● TEXTE À LIRE
★ ★ ★
Les saintes normes russes
Vers
2005, j'étais à S. (gouvernement de S.), sur la Volga, entre Stalingrad
et Samara, comme second membre français de deux jurys de thèse "en
cotutelle". Une telle thèse est supposée conjointement
dirigée par un directeur français et un directeur russe, avec séjour
alternatif de l'étudiant dans l'une et l'autre université et, en
principe, coordination des deux directeurs. Le travail se conclut par
une seule thèse qui fait l'objet d'une validation conjointe, de sorte
que l'impétrant se retrouve double docteur. Encore une de ces bonnes
idées qu'il aurait mieux valu ne pas avoir ...
L'université de X en
France et l'université de S. en Russie avaient signé une convention de
cotutelle qui stipulait que les thèses seraient écrites en russe avec
un résumé en français, de sorte que, pour autoriser la soutenance,
j'avais disposé de vingt pages en français, de l'assurance de
l'existence de quatre cents pages en russe et de la promesse du
directeur français que c'était un travail sérieux. La convention
précisait encore que le jury serait paritaire. Comme nous étions deux
français, cela signifiait deux russes, plus un président.
Une expérience
constante avec de multiples universités russes a montré à tous
(enfin, presque tous) que nos collègues russes signent les accords de
cotutelle pour obtenir un tampon international et voyager mais sont
réfractaires à toute idée de coopération. Cela se traduit, même avec
des universités évoluées, par la primauté des normes russes sur les
normes françaises, la combinaison des deux dépendant des circonstances
et du rapport de forces.
★ ★ ★
● CONSIGNES
1. Les affirmations (a), (b) et (c) sont-elles conformes au texte ? Répondez par oui ou non, puis citez les mots du texte qui tranchent. (a) La convention prévoyait des thèses rédigées en français avec un résumé en russe. (b) Le jury devait compter autant de membres français que russes. (c) La ville de S. se trouve sur le Don.
2. D'après le texte, de quoi l'auteur disposait-il pour autoriser la soutenance ? Donnez tout ce qui est mentionné.
3. Selon le texte, entre quelles villes S. est-elle située ?

● EXTRAIT DES DONNÉES
★ ★ ★
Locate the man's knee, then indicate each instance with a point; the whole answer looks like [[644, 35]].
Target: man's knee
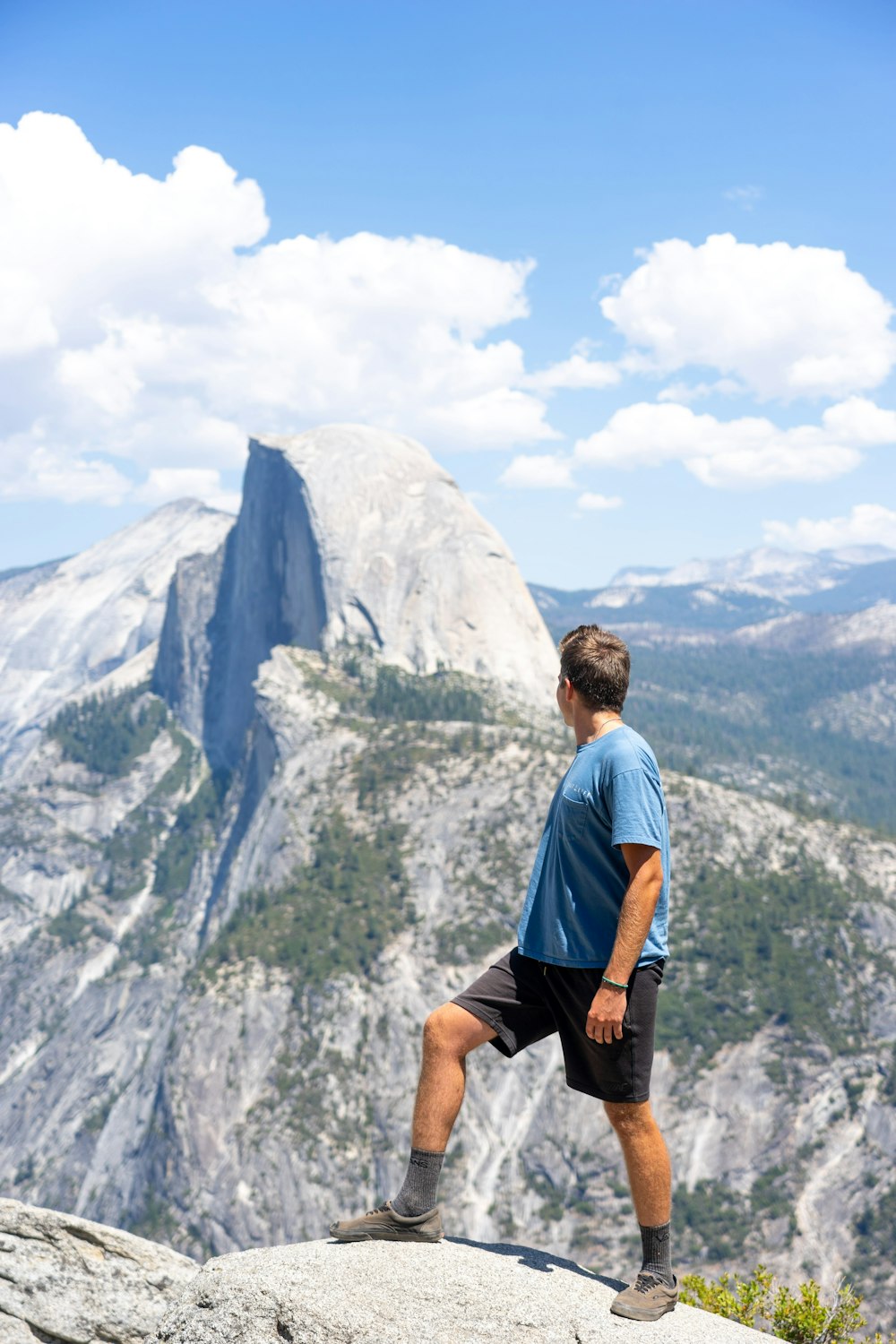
[[630, 1118], [454, 1030]]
★ ★ ★
● RÉPONSES PAR CONSIGNE
1.
(a) Non : « les thèses seraient écrites en russe avec un résumé en français ».
(b) Oui : « le jury serait paritaire ».
(c) Non : « sur la Volga ».

2.
- vingt pages en français
- l'assurance de l'existence de quatre cents pages en russe
- la promesse du directeur français que c'était un travail sérieux

3. Entre Stalingrad et Samara.